— begin Supplied text —

BBH Taxable Fixed Income Quarterly Strategy Update – 1Q 2024

  • Investment Management
Co-Portfolio Managers, Andrew Hofer, Neil Hohmann, and Paul Kunz provide an analysis of the taxable fixed income investment environment.

1Q Highlights

  • Economic data has remained strong as inflationary pressures persist and there are few signs of recession on the horizon.
  • Credit spreads narrowed across sectors and qualities despite the deluge of issuance during the quarter. This highlights both the intense demand for credit and the increasing complacency of investors evaluating new issues.
  • With robust issuance, eager investor demand, and narrow credit spreads, it is imperative that each opportunity be carefully vetted for durability and meet our required valuation criteria.

Q1 2024 Commentary

Treasury rates continued to be volatile as strong economic data and stubbornly high inflation data drove market sentiment back towards a “higher for longer in 2024” disposition, although the yield curve still had three 25 basis point1 Federal Reserve (Fed) interest rate cuts priced in by the end of this year. Shorter-duration fixed income indexes generated positive returns during the first quarter while longer-duration indexes experienced negative total returns. Excess returns to credit were positive across sectors, with agency mortgage-backed securities (MBS) being the notable exception that underperformed comparable duration Treasuries as the Fed continued shrinking its balance sheet.

— end Supplied text —

[Exercise requirements]
1. Can you output everything in the strategy update from "BBH Taxable Fixed" down to "required valuation criteria.", copied word for word?
2. Could you write the next part of the strategy update, picking up right after its final sentence?

— begin Provided data —

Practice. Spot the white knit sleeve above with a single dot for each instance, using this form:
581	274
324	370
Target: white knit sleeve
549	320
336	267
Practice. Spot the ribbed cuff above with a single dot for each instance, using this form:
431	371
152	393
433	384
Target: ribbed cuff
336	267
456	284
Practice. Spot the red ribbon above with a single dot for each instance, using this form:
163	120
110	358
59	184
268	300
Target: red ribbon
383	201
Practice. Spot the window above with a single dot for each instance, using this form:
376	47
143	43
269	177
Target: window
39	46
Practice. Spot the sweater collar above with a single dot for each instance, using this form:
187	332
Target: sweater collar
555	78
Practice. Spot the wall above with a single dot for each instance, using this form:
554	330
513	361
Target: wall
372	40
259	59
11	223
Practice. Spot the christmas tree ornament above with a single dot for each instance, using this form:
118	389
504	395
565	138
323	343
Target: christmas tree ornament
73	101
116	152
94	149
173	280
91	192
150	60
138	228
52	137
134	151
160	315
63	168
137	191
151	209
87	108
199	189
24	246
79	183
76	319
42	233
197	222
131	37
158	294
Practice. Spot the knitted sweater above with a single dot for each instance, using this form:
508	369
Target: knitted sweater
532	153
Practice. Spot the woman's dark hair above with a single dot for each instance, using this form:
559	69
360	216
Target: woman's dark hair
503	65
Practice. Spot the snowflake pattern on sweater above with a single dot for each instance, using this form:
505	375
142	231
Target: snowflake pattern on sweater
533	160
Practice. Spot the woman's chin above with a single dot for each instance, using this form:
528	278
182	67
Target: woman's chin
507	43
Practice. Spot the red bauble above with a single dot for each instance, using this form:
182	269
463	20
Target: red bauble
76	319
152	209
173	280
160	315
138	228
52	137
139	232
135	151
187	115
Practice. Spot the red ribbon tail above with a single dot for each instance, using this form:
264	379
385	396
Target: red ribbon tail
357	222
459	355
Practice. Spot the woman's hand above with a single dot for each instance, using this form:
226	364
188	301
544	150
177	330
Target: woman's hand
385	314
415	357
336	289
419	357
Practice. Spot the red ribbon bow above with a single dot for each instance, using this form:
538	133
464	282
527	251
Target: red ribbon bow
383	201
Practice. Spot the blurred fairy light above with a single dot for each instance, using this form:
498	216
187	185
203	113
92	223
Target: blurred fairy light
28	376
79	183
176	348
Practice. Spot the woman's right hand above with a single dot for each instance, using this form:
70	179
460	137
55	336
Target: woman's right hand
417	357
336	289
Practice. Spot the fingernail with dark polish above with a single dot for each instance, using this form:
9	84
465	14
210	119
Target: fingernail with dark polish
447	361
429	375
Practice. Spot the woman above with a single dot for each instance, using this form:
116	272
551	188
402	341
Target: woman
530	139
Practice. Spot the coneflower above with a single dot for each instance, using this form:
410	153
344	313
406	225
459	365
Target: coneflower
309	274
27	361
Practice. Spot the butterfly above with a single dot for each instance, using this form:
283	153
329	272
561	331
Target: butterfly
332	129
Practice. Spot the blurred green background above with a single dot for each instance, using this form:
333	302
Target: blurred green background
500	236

— end Provided data —

[Expected responses]
1.
BBH Taxable Fixed Income Quarterly Strategy Update – 1Q 2024

  • Investment Management
Co-Portfolio Managers, Andrew Hofer, Neil Hohmann, and Paul Kunz provide an analysis of the taxable fixed income investment environment.

1Q Highlights

  • Economic data has remained strong as inflationary pressures persist and there are few signs of recession on the horizon.
  • Credit spreads narrowed across sectors and qualities despite the deluge of issuance during the quarter. This highlights both the intense demand for credit and the increasing complacency of investors evaluating new issues.
  • With robust issuance, eager investor demand, and narrow credit spreads, it is imperative that each opportunity be carefully vetted for durability and meet our required valuation criteria.

2.
Last quarter, we wrote about the necessity of a more cautious outlook given the robust rally in credit spreads. Valuation and credit discipline were important criteria to remember as issuers sought to refinance looming maturities opportunistically in an environment of strong demand for credit. New bond and loan issuance was robust during the first quarter as narrow credit spreads, stronger economic data, and differentiation among industry subsectors, and commercial real estate property types, mitigated the concerns of issuers about higher nominal interest rates. Investors met the supply with strong demand as credit spreads narrowed throughout the quarter. Investment-grade corporate credit issuance increased 30%, bank loan issuance rose 171%, high yield bond issuance increased 117%, asset-backed security (ABS) volumes surged 54%, and commercial mortgage-backed security (CMBS) issuance increased 165% versus their respective 2023 paces. ABS issuance was record-breaking and eclipsed its previous quarterly record by 25%, while high-grade corporate bonds saw the highest volumes since the second quarter of 2020.

Credit spreads narrowed across sectors and qualities despite the deluge of issuance during the quarter. This highlights both the intense demand for credit and the increasing complacency of investors evaluating new issues. The average option-adjusted spread (OAS) of the Bloomberg U.S. Corporate Index was 90 basis points at the end of the period, which was the lowest level since December 2021. When the Index’s spread is less than 100 basis points, the Index tends to underperform Treasury alternatives moving forward.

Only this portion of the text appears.